Point labeling examples
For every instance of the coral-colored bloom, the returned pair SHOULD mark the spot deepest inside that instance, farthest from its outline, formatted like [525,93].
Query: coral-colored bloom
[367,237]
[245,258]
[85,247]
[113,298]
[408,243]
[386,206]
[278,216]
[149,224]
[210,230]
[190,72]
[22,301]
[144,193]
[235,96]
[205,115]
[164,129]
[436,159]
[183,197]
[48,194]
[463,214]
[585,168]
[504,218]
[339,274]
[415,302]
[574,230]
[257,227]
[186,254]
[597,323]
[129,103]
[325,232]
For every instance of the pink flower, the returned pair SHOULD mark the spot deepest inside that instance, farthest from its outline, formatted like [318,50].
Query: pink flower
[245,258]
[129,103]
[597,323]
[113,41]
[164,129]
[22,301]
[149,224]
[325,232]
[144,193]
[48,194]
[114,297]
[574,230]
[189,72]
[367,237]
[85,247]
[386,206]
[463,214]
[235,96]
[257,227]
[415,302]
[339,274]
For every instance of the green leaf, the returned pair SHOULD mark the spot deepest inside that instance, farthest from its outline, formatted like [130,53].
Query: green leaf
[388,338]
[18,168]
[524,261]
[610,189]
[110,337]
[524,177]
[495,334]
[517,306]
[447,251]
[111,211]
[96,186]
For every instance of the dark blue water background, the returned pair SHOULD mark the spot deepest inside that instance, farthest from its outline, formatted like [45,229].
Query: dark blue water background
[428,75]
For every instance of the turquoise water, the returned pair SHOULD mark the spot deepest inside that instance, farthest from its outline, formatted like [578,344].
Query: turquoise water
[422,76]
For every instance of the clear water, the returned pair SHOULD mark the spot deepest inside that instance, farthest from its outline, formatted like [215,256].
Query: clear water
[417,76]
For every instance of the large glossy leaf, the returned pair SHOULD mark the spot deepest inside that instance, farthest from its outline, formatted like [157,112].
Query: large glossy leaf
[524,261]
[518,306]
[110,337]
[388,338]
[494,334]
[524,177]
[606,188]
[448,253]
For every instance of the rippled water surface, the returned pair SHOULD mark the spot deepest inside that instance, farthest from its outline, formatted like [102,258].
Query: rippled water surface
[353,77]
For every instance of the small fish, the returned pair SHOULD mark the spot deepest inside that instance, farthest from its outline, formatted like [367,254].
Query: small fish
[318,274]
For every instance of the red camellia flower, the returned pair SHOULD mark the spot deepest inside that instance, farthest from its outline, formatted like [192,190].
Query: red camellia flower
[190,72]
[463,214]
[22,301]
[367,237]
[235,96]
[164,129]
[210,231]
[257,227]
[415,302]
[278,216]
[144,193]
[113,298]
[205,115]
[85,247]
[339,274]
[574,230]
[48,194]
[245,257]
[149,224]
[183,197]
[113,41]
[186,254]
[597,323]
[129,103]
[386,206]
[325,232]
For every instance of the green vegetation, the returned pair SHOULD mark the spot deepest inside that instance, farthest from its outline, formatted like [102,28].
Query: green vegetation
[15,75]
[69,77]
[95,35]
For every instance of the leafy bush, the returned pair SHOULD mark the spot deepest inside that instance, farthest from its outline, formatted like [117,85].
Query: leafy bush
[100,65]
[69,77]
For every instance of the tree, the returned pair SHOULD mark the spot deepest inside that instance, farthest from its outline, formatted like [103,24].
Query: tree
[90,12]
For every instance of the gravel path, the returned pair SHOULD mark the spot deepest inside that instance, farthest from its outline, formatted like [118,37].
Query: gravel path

#### Exercise instructions
Take the listing above and write it out again exactly.

#### Problem solution
For every instance of the coral-colored bloom, the returned pair SHOULD mark the spot deepest inside that instance, farthest from its outline, formatted like [525,93].
Query: coral-colored bloom
[367,237]
[245,258]
[85,247]
[113,298]
[408,243]
[386,206]
[278,216]
[149,224]
[210,230]
[190,72]
[22,301]
[144,193]
[235,96]
[205,115]
[164,129]
[436,159]
[183,197]
[48,194]
[463,214]
[585,168]
[504,218]
[339,274]
[415,302]
[574,230]
[257,227]
[186,254]
[597,323]
[129,103]
[325,232]
For every instance of the pink flower, the returned pair SHOULD mark the spot deepest inside that instance, farthest from its outline, formatted like [318,50].
Query: pink flower
[245,258]
[129,103]
[597,323]
[113,41]
[164,129]
[22,301]
[149,224]
[325,232]
[144,193]
[48,194]
[114,297]
[574,230]
[189,72]
[367,237]
[85,247]
[386,206]
[463,214]
[235,96]
[257,227]
[415,302]
[339,274]
For every instance of the green leaf, the returned pair SHOULD mark the spot deepest inside that instance, farthest from its outline, formatted like [130,53].
Query: green leaf
[388,338]
[18,168]
[524,261]
[610,189]
[110,337]
[524,177]
[495,334]
[517,306]
[447,251]
[111,211]
[96,186]
For every instance of the dark blue water background, the returned pair SHOULD mark the spot deepest inside that instance, farthest from its outline, formatted like [45,229].
Query: dark blue water background
[428,75]
For every instance of the turquoise water, the returned pair SHOULD mark the spot deepest inside that instance, farthest from its outline, formatted like [578,344].
Query: turquoise water
[422,76]
For every instance of the clear water, the returned pair SHOULD mark the spot deepest inside that instance, farthest from its outline, formatted like [215,256].
Query: clear water
[417,76]
For every instance of the large glossy leaf, the returned pair SHOULD mark the spot deepest inside that instance, farthest from its outline, formatted like [157,112].
Query: large glossy leaf
[524,261]
[518,306]
[110,337]
[388,338]
[494,334]
[524,177]
[606,188]
[448,253]
For every instance of the rippled water surface, the returned pair SHOULD mark the spot deepest inside that instance, farthest from its outline, formatted like [102,258].
Query: rippled water surface
[353,77]
For every instance of the small fish, the returned pair SHOULD mark the spot deepest inside that instance, farthest from its outline, formatted like [367,254].
Query: small fish
[318,274]
For every instance of the red camellia flower, the returned pair SHOULD mark the spot deepest inside that instance, farthest from its outline, formatted like [192,190].
Query: red camellia flower
[190,72]
[463,214]
[22,301]
[367,237]
[235,96]
[164,129]
[210,231]
[257,227]
[415,302]
[278,216]
[144,193]
[113,298]
[205,115]
[85,247]
[339,274]
[574,230]
[48,194]
[245,257]
[149,224]
[183,197]
[113,41]
[186,254]
[597,323]
[129,103]
[386,206]
[325,232]
For every instance of the green vegetation, the returned pair SHOULD mark the spot deepest inside that instance, farthest from its outline, formatted like [102,28].
Query: green vegetation
[15,75]
[69,77]
[95,35]
For every instance of the leafy bush, the returned pair SHOULD mark the spot deepest inside that instance, farthest from its outline, formatted like [117,85].
Query: leafy bush
[100,65]
[69,77]
For every instance of the tree, the returned pair SHOULD mark the spot deepest inside that instance, farthest from its outline, formatted like [103,24].
Query: tree
[90,12]
For every instance of the gravel path, the returned pair SHOULD mark the spot deepest inside that instance, farthest from its outline, formatted like [118,37].
Query: gravel path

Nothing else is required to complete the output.